## Stored data entries
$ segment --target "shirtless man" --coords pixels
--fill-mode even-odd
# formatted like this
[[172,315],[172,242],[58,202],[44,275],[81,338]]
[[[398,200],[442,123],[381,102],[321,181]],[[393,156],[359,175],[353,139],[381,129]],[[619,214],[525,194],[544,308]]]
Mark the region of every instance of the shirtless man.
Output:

## PROBLEM STATEMENT
Make a verbatim copy of every entry shown above.

## ANSWER IN FULL
$ segment --target "shirtless man" --coords pixels
--fill-mode even-odd
# formatted like this
[[172,315],[172,242],[58,202],[44,275],[81,338]]
[[[398,200],[442,123],[381,102],[321,181]],[[393,156],[359,175],[353,139],[381,129]],[[619,214],[525,194],[544,308]]]
Mark the region of every instance of the shirtless man.
Output:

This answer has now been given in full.